**Given data**
━━━━━━━━━━━━━━━━━━━━

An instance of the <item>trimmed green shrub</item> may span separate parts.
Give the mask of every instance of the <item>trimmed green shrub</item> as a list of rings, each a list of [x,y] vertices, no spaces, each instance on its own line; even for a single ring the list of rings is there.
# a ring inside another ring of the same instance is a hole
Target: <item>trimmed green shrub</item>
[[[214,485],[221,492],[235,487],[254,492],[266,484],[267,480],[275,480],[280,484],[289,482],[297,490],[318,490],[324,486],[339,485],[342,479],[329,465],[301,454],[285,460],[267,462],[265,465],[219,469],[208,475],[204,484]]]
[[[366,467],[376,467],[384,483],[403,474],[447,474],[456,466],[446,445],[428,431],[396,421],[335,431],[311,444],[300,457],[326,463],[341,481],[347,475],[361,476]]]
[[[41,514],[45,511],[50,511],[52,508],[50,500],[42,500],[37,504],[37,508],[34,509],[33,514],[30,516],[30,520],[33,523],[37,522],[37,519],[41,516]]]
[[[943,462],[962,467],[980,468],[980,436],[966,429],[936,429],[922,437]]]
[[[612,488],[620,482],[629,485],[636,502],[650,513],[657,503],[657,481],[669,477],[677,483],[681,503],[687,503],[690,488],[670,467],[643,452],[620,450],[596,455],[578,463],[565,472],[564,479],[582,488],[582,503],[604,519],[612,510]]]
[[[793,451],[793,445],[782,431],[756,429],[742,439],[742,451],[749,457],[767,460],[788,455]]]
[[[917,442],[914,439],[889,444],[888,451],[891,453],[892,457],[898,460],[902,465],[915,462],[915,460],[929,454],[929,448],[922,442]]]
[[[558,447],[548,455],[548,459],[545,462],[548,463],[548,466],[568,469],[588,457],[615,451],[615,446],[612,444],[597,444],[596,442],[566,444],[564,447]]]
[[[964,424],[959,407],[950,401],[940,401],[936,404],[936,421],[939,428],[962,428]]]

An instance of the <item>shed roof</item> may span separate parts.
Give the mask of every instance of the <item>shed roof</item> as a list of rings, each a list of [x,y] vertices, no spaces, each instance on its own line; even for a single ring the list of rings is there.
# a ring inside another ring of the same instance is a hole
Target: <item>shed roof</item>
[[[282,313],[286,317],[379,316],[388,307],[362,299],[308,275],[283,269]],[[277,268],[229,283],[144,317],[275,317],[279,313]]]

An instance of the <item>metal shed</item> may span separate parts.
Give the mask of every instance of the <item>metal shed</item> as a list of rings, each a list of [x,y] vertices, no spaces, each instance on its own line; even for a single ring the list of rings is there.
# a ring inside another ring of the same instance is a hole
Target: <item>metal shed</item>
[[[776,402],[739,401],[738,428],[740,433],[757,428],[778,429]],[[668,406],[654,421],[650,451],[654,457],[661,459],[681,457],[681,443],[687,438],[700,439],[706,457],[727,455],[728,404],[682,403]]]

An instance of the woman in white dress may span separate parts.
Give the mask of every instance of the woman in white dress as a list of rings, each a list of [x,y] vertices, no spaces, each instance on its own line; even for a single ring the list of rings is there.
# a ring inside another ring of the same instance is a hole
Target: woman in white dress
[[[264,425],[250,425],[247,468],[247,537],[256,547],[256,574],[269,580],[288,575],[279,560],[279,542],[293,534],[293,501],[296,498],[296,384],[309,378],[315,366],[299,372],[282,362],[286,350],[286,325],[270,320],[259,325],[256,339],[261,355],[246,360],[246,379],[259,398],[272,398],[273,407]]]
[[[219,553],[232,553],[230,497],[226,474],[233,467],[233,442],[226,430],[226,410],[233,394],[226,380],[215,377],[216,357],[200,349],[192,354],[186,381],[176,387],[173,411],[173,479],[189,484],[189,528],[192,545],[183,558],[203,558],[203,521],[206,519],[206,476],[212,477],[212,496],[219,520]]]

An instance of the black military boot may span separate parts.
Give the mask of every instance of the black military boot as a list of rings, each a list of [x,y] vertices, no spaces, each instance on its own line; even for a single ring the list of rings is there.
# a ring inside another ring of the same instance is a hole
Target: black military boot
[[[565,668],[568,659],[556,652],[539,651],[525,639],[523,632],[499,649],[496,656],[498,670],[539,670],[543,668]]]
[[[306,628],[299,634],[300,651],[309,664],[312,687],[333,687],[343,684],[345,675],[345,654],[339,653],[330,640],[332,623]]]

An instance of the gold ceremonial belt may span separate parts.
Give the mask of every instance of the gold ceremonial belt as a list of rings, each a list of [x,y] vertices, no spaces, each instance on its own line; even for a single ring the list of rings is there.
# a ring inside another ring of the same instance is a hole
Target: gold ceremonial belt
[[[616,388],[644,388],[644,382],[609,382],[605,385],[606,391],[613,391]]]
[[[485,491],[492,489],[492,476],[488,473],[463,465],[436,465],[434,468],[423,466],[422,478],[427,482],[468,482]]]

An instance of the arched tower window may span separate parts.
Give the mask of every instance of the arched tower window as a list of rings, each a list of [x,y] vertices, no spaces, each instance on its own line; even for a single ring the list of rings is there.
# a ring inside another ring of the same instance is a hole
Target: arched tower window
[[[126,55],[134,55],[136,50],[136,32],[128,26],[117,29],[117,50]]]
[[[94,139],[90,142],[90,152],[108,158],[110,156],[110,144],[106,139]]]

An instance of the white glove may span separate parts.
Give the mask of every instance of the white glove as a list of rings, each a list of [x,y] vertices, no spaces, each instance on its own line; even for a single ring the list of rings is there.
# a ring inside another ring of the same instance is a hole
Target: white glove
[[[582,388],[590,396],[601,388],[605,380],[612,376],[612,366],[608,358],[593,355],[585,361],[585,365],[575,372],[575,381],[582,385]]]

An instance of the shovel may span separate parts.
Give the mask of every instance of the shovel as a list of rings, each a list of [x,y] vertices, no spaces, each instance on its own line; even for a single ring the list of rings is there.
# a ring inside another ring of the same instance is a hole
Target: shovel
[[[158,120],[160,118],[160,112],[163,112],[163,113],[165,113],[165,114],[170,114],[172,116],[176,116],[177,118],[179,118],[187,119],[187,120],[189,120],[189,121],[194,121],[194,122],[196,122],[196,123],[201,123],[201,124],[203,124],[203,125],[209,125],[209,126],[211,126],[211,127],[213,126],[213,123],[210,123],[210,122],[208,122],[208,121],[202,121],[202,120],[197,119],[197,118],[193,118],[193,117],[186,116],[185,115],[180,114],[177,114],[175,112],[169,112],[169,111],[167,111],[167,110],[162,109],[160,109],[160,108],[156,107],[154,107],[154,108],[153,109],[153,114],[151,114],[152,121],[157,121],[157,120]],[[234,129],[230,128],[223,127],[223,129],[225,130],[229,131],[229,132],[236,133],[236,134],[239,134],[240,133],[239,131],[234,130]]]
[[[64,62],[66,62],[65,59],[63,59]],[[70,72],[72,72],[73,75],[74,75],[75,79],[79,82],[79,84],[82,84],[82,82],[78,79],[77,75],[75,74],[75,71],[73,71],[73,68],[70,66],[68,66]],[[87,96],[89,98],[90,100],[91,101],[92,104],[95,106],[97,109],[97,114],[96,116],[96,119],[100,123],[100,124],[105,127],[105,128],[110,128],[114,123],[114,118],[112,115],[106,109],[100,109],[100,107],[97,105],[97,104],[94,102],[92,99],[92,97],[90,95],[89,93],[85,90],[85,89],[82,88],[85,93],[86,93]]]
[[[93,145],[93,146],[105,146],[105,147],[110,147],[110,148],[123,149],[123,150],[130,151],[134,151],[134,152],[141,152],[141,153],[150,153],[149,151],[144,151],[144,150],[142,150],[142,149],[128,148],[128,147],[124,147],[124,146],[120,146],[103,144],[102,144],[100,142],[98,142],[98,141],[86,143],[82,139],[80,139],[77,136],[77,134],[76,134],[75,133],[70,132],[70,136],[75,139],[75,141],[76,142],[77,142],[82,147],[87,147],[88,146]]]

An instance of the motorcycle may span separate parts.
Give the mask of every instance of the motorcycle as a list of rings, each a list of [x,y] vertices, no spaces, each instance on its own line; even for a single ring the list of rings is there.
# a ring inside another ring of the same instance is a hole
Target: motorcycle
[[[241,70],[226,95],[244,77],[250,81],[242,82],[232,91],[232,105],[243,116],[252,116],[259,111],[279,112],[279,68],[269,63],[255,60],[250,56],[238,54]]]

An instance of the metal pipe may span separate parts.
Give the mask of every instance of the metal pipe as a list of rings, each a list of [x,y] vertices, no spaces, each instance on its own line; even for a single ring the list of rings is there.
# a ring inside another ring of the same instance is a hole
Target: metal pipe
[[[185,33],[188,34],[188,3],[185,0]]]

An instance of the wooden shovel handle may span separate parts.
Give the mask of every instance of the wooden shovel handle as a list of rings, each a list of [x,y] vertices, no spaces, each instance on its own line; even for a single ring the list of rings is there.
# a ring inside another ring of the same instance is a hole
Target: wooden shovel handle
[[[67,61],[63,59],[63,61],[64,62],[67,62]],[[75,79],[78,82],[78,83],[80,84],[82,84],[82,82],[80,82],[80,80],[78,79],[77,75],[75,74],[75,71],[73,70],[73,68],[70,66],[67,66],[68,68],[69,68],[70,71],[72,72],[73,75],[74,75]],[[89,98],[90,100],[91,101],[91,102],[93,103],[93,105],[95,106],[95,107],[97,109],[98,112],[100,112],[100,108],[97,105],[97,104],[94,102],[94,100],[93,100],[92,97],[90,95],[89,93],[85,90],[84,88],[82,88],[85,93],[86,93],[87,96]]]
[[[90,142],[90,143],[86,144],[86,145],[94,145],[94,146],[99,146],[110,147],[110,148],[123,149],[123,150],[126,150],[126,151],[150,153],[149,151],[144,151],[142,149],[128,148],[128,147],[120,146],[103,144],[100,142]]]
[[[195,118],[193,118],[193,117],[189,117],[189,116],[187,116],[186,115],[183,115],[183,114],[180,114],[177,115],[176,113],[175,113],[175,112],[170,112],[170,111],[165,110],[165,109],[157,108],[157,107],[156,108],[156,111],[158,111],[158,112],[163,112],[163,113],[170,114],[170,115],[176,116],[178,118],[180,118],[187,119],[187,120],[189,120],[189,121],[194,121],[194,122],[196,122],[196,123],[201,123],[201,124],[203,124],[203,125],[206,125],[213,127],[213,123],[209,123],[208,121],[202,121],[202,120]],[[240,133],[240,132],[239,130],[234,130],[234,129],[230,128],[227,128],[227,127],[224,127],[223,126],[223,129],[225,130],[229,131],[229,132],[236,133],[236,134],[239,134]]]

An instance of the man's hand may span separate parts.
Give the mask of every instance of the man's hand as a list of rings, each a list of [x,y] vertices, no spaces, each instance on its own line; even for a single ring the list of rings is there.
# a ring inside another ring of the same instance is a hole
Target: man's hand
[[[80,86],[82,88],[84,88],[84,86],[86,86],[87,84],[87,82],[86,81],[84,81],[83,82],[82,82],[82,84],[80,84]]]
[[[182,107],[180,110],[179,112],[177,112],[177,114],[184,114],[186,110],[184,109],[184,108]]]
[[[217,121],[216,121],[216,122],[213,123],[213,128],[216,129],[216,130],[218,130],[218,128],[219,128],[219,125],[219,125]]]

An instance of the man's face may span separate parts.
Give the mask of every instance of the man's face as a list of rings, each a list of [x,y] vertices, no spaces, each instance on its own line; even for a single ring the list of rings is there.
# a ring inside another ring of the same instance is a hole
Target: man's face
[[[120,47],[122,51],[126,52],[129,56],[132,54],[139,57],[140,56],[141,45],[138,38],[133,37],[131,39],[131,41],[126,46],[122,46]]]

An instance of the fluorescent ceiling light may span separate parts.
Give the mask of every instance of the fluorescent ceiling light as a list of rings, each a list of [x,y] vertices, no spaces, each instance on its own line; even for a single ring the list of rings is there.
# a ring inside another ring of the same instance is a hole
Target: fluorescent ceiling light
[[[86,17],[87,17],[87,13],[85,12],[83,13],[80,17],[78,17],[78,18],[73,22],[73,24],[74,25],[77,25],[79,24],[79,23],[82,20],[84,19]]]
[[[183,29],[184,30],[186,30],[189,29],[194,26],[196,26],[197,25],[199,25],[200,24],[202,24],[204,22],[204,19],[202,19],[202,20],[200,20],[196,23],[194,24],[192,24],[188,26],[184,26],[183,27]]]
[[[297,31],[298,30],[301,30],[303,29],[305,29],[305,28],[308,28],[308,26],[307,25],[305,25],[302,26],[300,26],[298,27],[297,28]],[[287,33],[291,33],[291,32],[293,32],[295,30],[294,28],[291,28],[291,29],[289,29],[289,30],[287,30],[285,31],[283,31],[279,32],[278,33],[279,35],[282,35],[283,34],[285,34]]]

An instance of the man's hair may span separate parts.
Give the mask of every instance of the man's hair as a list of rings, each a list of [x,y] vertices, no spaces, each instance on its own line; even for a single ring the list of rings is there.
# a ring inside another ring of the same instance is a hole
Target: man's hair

━━━━━━━━━━━━━━━━━━━━

Rescale the lines beginning with the line containing "An instance of the metal" and continuing through the line containing "[[[185,33],[188,34],[188,3],[185,0]]]", and reproduce only those lines, requests included, with each vertex coordinate in the answers multiplied by 0.2 and rounded to a whole number, halves rounded up. Leave all other text unchanged.

An instance of the metal pipe may span separate parts.
Give the mask of every instance of the metal pipe as a list of rings, each a list of [x,y] vertices, no spaces, each instance on its own line; even for a single ring the list of rings is there.
# a ring inside another ring of the same instance is a hole
Target: metal pipe
[[[37,7],[38,7],[38,1],[37,0]]]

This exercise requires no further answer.